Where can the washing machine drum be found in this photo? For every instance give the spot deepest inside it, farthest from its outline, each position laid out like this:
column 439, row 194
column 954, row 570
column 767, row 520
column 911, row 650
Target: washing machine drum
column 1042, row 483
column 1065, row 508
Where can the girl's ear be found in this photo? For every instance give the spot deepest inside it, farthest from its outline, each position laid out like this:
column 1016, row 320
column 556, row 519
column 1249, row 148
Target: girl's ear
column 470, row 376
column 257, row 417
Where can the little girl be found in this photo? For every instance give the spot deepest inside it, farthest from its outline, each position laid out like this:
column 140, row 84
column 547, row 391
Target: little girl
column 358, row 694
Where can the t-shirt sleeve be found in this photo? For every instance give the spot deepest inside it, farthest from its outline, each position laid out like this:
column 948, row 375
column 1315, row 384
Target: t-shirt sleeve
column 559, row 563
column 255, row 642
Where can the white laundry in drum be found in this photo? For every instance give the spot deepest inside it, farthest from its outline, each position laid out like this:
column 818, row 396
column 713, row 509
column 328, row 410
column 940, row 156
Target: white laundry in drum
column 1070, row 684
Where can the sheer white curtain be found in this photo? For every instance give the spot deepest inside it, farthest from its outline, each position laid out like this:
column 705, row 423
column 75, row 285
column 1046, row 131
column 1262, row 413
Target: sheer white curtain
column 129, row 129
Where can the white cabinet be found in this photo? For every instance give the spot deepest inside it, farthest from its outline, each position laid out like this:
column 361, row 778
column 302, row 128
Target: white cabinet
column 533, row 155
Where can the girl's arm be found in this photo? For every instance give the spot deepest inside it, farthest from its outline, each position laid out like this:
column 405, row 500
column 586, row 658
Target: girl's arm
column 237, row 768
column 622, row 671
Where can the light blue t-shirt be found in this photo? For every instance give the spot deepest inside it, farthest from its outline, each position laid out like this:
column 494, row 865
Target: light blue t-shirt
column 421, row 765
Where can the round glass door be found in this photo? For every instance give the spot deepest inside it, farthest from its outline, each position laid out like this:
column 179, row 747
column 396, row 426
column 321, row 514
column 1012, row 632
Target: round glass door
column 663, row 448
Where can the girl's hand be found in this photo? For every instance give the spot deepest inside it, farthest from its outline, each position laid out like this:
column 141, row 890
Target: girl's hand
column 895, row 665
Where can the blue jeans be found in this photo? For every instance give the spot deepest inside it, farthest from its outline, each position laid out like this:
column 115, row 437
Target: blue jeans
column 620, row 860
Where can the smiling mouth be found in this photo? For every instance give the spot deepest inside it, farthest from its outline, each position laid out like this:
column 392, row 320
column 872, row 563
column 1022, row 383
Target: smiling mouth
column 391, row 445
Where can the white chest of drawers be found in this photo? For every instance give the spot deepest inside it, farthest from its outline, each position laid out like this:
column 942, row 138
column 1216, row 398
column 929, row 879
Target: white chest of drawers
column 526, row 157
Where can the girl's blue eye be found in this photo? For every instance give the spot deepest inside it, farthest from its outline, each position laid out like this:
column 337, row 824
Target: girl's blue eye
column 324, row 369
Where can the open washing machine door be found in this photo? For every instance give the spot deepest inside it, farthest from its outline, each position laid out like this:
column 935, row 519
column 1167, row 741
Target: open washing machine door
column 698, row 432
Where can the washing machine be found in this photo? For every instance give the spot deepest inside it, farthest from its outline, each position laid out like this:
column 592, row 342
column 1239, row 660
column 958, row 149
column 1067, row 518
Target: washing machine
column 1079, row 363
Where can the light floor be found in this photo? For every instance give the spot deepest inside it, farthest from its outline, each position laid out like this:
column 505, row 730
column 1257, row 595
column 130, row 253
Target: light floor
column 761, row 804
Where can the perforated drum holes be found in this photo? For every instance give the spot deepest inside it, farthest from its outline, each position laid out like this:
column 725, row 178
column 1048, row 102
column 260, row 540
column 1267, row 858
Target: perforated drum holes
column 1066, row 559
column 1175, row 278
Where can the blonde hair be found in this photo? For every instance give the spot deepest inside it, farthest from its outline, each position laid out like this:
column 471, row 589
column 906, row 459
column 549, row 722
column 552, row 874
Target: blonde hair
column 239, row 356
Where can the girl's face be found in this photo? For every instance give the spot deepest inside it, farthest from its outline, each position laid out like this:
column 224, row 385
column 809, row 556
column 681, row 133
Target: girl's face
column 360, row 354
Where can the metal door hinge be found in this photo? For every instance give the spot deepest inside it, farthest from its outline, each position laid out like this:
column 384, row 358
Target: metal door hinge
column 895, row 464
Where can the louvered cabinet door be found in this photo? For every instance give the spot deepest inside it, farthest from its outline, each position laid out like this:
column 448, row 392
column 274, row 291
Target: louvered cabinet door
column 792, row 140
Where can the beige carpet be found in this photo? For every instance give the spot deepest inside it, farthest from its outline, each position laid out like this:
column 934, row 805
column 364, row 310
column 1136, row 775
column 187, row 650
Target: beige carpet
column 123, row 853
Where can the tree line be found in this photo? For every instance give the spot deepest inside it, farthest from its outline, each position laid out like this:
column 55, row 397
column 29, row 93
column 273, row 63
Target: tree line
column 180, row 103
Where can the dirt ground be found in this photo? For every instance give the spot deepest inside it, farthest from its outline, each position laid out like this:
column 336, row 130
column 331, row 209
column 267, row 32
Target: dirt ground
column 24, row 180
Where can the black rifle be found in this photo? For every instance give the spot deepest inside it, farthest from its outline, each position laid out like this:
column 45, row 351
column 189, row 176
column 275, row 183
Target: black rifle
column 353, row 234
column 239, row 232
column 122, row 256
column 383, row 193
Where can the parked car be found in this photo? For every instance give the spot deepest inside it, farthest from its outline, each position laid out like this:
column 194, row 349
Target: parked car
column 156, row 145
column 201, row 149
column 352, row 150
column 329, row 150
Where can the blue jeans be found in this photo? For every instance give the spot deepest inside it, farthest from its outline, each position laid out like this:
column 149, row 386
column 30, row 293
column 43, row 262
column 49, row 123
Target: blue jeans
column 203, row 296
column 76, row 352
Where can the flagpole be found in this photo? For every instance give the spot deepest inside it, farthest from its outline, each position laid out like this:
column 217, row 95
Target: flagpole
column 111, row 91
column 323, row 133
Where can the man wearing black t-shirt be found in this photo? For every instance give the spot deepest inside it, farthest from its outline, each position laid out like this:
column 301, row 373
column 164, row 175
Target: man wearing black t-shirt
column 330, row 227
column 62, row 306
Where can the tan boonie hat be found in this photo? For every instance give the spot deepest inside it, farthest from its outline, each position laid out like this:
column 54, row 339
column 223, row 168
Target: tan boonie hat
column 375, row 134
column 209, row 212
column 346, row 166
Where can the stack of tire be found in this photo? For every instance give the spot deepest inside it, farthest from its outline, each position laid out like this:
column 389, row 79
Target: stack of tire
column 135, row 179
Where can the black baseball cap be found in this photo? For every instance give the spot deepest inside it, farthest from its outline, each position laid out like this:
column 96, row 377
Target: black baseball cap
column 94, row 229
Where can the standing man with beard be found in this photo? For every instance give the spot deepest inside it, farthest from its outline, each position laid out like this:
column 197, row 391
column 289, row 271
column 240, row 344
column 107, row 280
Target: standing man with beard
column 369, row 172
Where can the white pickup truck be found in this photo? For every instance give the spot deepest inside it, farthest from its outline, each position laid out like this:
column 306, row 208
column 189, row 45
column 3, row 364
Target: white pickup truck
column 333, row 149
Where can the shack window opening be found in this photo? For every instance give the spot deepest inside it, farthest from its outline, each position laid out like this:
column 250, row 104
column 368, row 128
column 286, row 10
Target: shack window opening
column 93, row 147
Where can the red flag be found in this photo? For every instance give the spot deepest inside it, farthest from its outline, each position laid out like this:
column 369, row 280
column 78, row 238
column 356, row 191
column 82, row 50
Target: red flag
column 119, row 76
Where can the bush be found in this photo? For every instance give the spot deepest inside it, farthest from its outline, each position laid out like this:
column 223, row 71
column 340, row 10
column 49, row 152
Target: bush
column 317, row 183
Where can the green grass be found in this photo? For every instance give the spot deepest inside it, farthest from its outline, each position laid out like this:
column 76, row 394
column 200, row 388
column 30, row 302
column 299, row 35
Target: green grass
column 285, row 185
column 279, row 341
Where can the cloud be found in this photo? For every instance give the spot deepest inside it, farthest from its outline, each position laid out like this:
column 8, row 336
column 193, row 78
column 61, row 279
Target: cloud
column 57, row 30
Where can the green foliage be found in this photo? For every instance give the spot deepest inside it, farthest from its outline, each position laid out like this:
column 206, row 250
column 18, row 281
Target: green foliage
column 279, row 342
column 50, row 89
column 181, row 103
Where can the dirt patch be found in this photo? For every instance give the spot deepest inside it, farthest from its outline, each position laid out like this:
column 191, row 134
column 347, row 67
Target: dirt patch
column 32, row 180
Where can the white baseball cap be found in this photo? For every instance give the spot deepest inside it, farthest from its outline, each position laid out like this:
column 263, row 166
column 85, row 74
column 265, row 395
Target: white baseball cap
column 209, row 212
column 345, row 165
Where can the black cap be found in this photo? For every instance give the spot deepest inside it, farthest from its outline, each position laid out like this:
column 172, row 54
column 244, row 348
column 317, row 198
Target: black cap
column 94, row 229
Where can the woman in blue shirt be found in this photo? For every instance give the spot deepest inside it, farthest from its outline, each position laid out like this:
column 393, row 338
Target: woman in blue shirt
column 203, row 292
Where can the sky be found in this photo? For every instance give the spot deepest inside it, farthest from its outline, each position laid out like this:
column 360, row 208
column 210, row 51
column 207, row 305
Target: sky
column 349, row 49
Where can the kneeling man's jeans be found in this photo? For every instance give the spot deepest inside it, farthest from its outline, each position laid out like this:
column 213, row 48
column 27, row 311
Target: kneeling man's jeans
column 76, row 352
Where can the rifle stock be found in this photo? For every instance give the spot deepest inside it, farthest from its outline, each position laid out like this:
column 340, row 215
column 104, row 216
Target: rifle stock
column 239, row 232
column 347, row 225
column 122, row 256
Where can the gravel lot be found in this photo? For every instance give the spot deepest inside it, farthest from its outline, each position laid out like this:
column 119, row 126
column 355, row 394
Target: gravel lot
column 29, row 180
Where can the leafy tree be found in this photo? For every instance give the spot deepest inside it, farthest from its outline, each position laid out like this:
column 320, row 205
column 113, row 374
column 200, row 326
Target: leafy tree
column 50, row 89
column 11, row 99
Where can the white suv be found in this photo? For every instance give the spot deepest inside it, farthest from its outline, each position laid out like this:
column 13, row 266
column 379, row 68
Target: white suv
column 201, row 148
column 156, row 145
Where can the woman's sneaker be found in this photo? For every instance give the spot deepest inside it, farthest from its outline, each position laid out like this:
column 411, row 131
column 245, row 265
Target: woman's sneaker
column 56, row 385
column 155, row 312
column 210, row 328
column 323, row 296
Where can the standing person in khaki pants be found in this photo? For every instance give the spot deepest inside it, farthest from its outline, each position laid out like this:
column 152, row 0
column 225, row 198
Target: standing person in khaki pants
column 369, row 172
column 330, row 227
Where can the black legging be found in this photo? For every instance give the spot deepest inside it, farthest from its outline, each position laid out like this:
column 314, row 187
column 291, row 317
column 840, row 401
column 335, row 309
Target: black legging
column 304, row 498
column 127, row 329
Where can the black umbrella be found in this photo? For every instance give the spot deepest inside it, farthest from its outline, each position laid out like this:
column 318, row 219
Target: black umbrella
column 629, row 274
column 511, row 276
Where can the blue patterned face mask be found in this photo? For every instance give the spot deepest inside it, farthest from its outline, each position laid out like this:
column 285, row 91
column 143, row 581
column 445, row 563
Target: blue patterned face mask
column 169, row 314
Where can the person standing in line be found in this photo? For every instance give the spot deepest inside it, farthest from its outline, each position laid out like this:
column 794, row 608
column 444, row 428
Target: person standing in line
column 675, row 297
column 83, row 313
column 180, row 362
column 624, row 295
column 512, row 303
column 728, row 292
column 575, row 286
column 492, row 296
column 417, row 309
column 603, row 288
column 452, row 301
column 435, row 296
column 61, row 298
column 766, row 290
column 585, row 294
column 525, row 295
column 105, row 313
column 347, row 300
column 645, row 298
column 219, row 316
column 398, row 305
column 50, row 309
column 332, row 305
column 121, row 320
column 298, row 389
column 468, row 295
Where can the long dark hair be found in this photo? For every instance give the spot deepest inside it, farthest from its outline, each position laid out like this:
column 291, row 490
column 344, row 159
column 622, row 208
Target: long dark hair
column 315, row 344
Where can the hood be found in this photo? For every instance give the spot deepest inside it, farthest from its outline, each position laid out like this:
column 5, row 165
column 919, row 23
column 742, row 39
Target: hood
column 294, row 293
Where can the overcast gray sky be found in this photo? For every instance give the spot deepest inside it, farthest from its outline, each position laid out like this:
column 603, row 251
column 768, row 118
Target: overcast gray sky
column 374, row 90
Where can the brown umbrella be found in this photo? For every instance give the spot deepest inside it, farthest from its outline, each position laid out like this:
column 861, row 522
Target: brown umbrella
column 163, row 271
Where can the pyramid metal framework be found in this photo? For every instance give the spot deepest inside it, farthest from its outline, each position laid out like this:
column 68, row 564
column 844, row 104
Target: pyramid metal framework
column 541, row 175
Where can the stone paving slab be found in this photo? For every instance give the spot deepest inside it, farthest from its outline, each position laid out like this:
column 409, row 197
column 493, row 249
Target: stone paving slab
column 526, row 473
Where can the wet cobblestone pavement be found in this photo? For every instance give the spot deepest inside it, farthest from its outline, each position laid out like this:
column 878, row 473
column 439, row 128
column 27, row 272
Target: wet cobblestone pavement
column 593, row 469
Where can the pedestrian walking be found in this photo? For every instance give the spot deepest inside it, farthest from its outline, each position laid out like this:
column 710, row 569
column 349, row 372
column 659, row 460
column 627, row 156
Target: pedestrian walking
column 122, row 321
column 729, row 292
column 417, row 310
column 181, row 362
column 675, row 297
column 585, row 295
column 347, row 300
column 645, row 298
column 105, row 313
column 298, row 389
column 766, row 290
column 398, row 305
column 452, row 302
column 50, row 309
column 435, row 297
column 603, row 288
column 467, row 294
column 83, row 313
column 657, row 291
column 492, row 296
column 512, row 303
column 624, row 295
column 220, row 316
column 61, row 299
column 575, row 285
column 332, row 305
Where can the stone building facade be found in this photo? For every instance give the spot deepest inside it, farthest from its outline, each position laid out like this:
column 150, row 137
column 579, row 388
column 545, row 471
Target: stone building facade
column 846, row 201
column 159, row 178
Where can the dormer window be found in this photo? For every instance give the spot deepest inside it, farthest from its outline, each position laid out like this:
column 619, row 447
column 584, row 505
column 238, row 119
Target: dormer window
++++
→ Problem details: Beginning with the line that contains "Where can the pyramid", repeat every line through the end of the records and nothing more.

→ Worked answer:
Where can the pyramid metal framework be found in this photo? For every instance give the spot deepest inside it, farthest from its outline, each position laid out like this:
column 68, row 564
column 844, row 104
Target: pyramid metal framework
column 541, row 175
Where can the stone paving slab be found in this photo? For every instance give the spot deepest inside it, farthest from its outline, each position laid out like this:
column 409, row 197
column 493, row 249
Target: stone paving slab
column 526, row 473
Where can the wet cobblestone pavement be found in this photo? For every instance give the spot deepest inside it, farthest from its outline, each position laid out like this:
column 878, row 473
column 439, row 128
column 27, row 272
Target: wet cobblestone pavement
column 593, row 469
Where can the pedestrian walking be found in this photo? For every instance give the spot deepest inside it, farthest from its outline, each position laid out like this:
column 710, row 569
column 349, row 372
column 659, row 460
column 627, row 156
Target: pedestrian walking
column 122, row 321
column 729, row 292
column 417, row 310
column 181, row 362
column 675, row 297
column 585, row 295
column 347, row 300
column 645, row 298
column 105, row 313
column 298, row 389
column 766, row 290
column 398, row 305
column 452, row 302
column 50, row 309
column 435, row 297
column 603, row 288
column 467, row 294
column 83, row 313
column 657, row 291
column 492, row 296
column 512, row 303
column 624, row 295
column 220, row 316
column 61, row 299
column 575, row 285
column 332, row 305
Where can the stone building facade be found in this photo? For every instance give the spot deepest inside it, farthest from its outline, each position laid out like this:
column 150, row 137
column 579, row 388
column 545, row 471
Target: stone building facade
column 846, row 201
column 159, row 178
Where can the dormer window be found in this photo? For every instance give the spot deepest inside it, farthest from its outline, each position laid out like this:
column 619, row 447
column 584, row 505
column 238, row 119
Target: dormer window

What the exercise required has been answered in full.